[Records from a point-labeling set]

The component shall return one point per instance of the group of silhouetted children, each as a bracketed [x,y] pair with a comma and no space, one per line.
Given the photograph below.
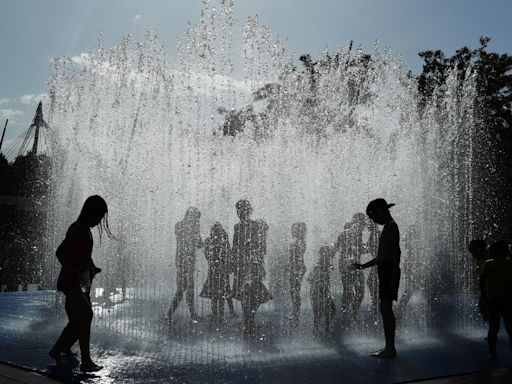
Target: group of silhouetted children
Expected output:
[245,260]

_EXERCISE OBJECTIVE_. Rewrite the material above, changing "component" to "module" and keeping every other character the same. Omit the picture from your output.

_EXERCISE ANSWER_.
The module shall return one point per instance of the group of silhouetted children, each as a bracketed [x,y] pair with a comma and no space, one per line.
Given the photograph below.
Target: group of silhouetted children
Expected output:
[245,260]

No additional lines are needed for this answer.